Recorded data —
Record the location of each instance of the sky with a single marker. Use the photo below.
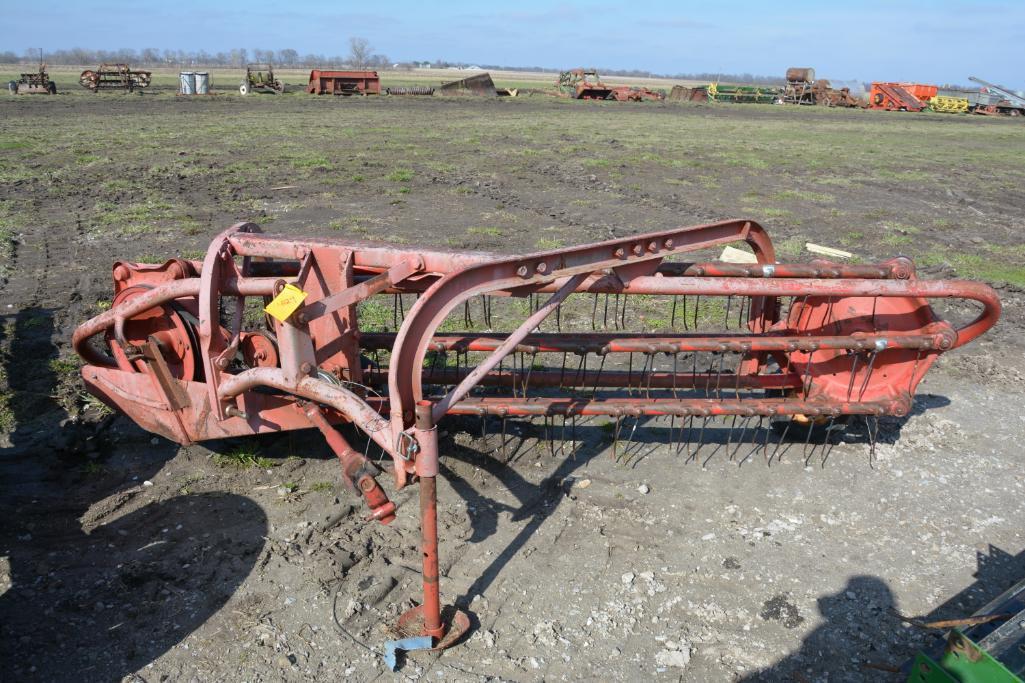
(899, 40)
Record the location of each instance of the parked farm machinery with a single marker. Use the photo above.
(582, 84)
(343, 82)
(894, 97)
(1007, 102)
(114, 77)
(37, 82)
(803, 88)
(742, 360)
(260, 78)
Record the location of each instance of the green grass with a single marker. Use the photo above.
(243, 458)
(804, 195)
(975, 267)
(548, 243)
(485, 230)
(374, 316)
(400, 175)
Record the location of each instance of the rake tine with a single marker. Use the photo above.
(629, 440)
(807, 378)
(572, 436)
(526, 383)
(729, 436)
(914, 371)
(854, 370)
(713, 450)
(827, 443)
(872, 433)
(434, 363)
(719, 376)
(598, 377)
(672, 427)
(765, 441)
(756, 446)
(740, 439)
(503, 456)
(694, 373)
(740, 363)
(808, 439)
(615, 440)
(629, 374)
(704, 420)
(782, 438)
(687, 442)
(650, 363)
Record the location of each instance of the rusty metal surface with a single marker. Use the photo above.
(114, 77)
(798, 344)
(893, 97)
(343, 82)
(420, 90)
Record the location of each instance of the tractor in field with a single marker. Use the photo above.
(259, 78)
(582, 84)
(34, 83)
(114, 77)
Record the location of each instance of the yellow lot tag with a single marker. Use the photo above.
(285, 304)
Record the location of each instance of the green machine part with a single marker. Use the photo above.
(962, 661)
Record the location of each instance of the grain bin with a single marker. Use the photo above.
(202, 82)
(187, 79)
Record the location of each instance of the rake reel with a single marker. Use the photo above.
(393, 339)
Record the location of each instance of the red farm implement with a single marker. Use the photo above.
(343, 82)
(761, 351)
(114, 77)
(894, 97)
(582, 84)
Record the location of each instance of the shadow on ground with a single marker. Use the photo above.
(866, 606)
(99, 585)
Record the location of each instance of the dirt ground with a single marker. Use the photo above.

Exercise prompt —
Please recast every line of the items above as a JSON list of strings, one string per line, skipping blank lines. Leave the picture out of the list.

Answer for this exercise —
[
  "Record the location of each instance of the sky with a single marker. Use the photo below.",
  "(899, 40)",
  "Record the location of each instance of the parked farm machinery with a single marker. Use the photo above.",
  "(582, 84)",
  "(343, 82)",
  "(894, 97)",
  "(1007, 102)",
  "(114, 77)",
  "(37, 82)",
  "(803, 88)",
  "(742, 360)",
  "(260, 78)",
  "Record the location of each instance of the green grass with a single marker. Use the photo above.",
  "(243, 458)",
  "(804, 195)",
  "(975, 267)",
  "(548, 243)",
  "(485, 230)",
  "(374, 316)",
  "(400, 175)",
  "Record the location of each instance of the rake tine with a single marker. Use the photo above.",
  "(629, 440)",
  "(807, 378)",
  "(572, 436)",
  "(526, 383)",
  "(729, 436)",
  "(914, 371)",
  "(854, 370)",
  "(713, 450)",
  "(827, 443)",
  "(872, 433)",
  "(434, 363)",
  "(719, 376)",
  "(598, 377)",
  "(672, 427)",
  "(765, 441)",
  "(756, 446)",
  "(740, 439)",
  "(503, 456)",
  "(694, 373)",
  "(740, 363)",
  "(808, 439)",
  "(615, 440)",
  "(629, 374)",
  "(704, 420)",
  "(782, 438)",
  "(687, 442)",
  "(650, 363)",
  "Record the location of each instance of the rusty metal surface with a single marker. Use the photo above.",
  "(114, 77)",
  "(798, 344)",
  "(893, 97)",
  "(343, 82)",
  "(420, 90)",
  "Record the location of each instance of the tractor in field with a single marker. Use the photo above.",
  "(259, 78)",
  "(582, 84)",
  "(34, 83)",
  "(114, 77)",
  "Record the location of each instance of the yellow lot tag with a single marker. Use the photo above.",
  "(285, 304)",
  "Record the location of each instance of the green machine part with a single marker. Use the photo above.",
  "(962, 661)",
  "Record the location of each instance of the grain bin with a single marker. Use the photo above.",
  "(202, 82)",
  "(187, 79)",
  "Record the location of each instance of the rake reel with a single marker. Use the photo above.",
  "(393, 339)",
  "Record the location of each instance of the red farm implement with a single marker. Use the photo above.",
  "(343, 82)",
  "(761, 351)",
  "(114, 77)",
  "(894, 97)",
  "(582, 84)",
  "Record the location of each instance of the shadow on ground with a single marker. Use the photo above.",
  "(866, 606)",
  "(99, 585)",
  "Record the location of each instance of the dirt ground with a single marker. Use the photo above."
]